◆ BRIEF:
Your task is to return the span of lines beginning at the one with "Could you point at the colorful" and ending at the last line of the data, exactly as it stands.

══════════

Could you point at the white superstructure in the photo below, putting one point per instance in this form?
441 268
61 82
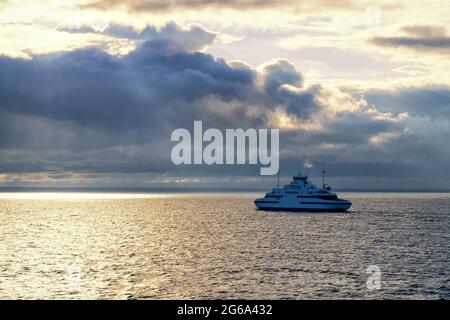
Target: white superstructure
301 195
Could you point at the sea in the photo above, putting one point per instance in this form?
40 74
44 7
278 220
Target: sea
217 245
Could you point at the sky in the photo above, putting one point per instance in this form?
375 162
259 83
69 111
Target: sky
91 90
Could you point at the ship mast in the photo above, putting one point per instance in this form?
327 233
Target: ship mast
323 179
278 176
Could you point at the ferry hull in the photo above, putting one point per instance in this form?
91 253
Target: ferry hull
323 207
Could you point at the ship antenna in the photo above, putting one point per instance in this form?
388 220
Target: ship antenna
278 175
323 179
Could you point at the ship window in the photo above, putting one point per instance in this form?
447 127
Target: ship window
330 197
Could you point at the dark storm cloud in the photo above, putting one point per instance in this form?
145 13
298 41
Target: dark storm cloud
430 38
87 111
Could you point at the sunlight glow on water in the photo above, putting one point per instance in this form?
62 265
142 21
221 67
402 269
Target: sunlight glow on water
122 246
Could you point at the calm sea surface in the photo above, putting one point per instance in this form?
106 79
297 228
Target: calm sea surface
131 246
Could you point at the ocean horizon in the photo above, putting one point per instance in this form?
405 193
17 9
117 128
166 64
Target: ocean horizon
94 245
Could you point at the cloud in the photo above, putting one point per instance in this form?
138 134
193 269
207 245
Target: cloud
431 101
418 38
174 36
170 5
88 113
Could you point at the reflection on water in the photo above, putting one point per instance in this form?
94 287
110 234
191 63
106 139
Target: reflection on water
125 246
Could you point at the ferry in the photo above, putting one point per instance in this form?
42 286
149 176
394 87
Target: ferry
302 195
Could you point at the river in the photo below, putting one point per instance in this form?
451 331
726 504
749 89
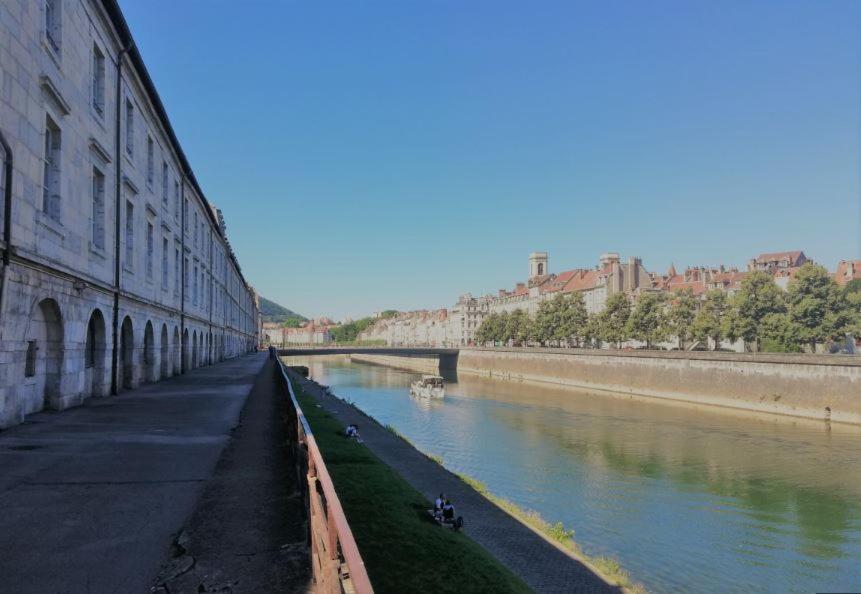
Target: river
687 498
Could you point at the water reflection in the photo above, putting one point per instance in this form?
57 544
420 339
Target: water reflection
688 498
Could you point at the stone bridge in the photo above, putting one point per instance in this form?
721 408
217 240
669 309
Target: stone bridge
447 357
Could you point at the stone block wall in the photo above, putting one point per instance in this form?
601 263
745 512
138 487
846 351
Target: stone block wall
176 308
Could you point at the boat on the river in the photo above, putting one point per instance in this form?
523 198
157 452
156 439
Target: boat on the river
430 386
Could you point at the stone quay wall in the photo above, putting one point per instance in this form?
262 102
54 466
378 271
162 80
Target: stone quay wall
810 386
428 364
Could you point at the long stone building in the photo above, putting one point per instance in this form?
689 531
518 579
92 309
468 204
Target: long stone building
115 269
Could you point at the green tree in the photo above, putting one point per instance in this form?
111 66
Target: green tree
517 326
546 321
708 320
680 317
757 297
731 322
573 318
647 321
613 319
490 329
818 308
592 329
779 334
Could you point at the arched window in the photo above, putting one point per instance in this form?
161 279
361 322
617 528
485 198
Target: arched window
90 350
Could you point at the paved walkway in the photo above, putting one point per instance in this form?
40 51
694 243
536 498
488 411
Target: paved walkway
543 566
91 498
249 531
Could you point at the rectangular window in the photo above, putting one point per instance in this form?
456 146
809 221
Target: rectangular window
150 161
164 183
51 177
176 200
130 128
149 249
98 209
53 20
164 252
130 235
30 363
98 80
90 350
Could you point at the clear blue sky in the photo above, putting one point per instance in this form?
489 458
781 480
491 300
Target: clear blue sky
372 155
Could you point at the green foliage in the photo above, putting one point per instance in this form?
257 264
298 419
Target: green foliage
647 321
708 321
613 319
278 314
403 549
778 334
680 317
518 326
818 308
758 297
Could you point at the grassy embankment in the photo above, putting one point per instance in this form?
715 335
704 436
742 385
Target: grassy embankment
403 548
608 567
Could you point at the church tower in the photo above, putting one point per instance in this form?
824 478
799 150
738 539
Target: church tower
537 264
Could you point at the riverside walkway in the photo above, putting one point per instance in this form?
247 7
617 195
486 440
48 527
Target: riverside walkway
539 563
155 486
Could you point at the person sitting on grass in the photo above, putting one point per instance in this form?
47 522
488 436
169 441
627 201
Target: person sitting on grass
437 506
448 516
448 512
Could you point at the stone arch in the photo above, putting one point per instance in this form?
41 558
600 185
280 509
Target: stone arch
43 359
165 353
95 348
177 352
149 353
186 351
194 349
127 355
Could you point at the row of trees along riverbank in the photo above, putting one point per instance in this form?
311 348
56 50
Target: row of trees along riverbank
814 310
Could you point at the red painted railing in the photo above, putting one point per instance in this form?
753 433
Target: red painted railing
335 560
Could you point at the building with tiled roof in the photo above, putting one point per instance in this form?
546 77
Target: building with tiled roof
777 261
847 271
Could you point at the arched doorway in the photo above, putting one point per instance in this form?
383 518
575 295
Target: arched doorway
127 349
165 353
194 349
186 351
94 355
43 362
149 353
177 352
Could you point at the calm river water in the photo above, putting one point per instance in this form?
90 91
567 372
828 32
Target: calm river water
688 499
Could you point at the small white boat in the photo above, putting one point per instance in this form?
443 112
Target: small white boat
430 386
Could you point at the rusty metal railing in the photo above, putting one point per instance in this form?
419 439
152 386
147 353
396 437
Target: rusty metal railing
335 560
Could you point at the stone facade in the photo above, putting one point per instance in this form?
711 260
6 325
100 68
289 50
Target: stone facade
116 270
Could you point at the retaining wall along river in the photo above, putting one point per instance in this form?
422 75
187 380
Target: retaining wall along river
428 364
811 386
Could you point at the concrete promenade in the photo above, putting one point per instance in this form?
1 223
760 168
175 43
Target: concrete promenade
543 566
92 498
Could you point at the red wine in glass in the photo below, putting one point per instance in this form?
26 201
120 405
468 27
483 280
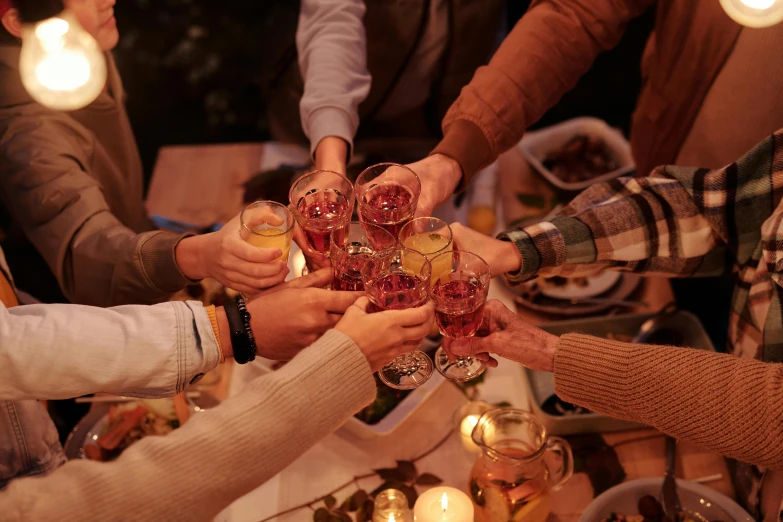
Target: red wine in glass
463 318
388 206
459 294
397 280
396 292
320 218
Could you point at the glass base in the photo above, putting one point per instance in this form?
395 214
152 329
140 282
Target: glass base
462 370
407 372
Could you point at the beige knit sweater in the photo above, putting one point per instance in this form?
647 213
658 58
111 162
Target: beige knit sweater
725 404
218 456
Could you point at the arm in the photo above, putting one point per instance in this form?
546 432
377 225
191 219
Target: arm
48 190
61 351
217 456
703 397
540 60
330 41
677 222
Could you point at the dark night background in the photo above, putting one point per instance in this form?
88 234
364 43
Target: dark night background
195 72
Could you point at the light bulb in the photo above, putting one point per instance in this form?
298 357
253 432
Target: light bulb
61 65
754 13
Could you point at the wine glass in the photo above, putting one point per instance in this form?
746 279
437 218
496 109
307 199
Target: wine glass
459 295
267 224
387 194
396 280
322 201
351 248
430 236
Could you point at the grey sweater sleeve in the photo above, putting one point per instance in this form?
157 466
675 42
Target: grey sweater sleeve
218 456
331 43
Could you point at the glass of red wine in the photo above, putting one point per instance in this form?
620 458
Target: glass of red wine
387 194
321 201
351 248
459 294
398 280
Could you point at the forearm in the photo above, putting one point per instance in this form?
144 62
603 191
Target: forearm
540 60
648 225
702 397
61 351
218 456
330 41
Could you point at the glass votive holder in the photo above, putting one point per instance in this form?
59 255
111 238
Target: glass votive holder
466 418
391 505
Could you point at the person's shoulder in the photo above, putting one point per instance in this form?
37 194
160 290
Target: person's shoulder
31 133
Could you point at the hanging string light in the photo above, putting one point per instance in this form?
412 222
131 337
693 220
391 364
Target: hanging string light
61 65
754 13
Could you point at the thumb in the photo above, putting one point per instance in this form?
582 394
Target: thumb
318 279
472 346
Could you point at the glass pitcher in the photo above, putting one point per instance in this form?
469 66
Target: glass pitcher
519 467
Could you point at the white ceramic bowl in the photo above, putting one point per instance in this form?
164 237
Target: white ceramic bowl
624 499
536 145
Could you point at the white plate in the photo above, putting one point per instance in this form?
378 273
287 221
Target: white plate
536 145
596 285
624 498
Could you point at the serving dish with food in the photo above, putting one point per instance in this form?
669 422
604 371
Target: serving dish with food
562 418
637 501
576 153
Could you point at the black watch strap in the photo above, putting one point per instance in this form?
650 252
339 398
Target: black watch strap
242 341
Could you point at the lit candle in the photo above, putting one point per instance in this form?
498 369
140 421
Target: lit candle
443 504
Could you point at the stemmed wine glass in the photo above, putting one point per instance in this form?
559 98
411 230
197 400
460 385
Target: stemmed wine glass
397 280
351 248
321 201
430 236
459 295
387 194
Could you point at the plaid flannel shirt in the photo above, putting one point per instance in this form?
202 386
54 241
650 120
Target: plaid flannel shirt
680 222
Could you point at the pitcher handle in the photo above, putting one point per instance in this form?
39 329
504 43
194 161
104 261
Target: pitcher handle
559 477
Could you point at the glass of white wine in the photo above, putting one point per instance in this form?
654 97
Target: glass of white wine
268 224
429 236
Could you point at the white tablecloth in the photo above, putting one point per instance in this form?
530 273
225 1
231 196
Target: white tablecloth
339 457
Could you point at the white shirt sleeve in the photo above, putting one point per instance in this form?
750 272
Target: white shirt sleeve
330 40
57 351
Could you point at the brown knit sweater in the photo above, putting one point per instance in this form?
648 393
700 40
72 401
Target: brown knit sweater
728 405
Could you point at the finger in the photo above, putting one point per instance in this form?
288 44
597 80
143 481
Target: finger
362 303
417 332
252 254
412 316
256 270
318 279
338 301
253 284
472 346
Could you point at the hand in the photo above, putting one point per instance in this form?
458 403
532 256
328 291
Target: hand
503 333
382 336
501 256
226 257
440 176
331 153
315 260
293 315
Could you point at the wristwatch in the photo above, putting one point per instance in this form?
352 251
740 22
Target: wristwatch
243 342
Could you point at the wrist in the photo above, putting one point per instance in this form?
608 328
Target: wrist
187 255
225 333
449 168
510 258
331 153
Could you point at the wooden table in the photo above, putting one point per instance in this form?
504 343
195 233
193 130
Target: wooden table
203 184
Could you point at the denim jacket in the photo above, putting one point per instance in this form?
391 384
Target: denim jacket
64 351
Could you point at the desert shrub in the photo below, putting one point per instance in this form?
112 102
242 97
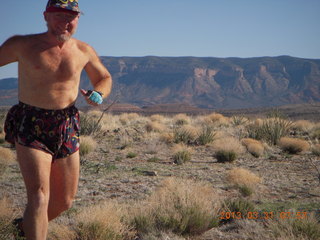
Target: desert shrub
225 156
89 125
303 126
181 206
239 205
185 134
101 222
6 218
87 145
206 135
157 118
241 176
245 191
154 127
292 228
216 119
181 154
227 149
132 155
6 158
271 130
181 119
253 146
316 150
293 145
58 231
238 120
316 133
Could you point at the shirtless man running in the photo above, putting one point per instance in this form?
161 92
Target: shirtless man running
44 126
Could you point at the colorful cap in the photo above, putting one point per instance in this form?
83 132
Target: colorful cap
71 5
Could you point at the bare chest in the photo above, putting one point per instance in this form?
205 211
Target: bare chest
55 64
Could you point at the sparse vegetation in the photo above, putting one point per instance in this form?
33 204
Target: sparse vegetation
87 145
158 196
293 145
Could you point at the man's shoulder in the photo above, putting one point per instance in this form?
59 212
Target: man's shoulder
84 47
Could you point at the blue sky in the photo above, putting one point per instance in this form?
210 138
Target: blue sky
214 28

══════════

◆ SOLUTION TO THIS EXERCISE:
Could you point at the colorful cap in the photo above, putting one point per instance in this form?
83 132
Target: colorful cap
71 5
Could you point at the bare chest in the photo above, putting one point per instance in this form?
205 211
Target: bare chest
55 64
Could you point at the sparse vegetation in the photo above, putting one point per instance in this form?
33 204
Target: sparse vegetation
87 145
158 196
293 145
Could you point at the man's shoulder in the photo above, putting one point per instance in this form?
59 212
Target: man's shoulder
84 47
Could you point at the blue sky in the photo above, putting one point per instance in this form?
210 138
Target: blue sky
214 28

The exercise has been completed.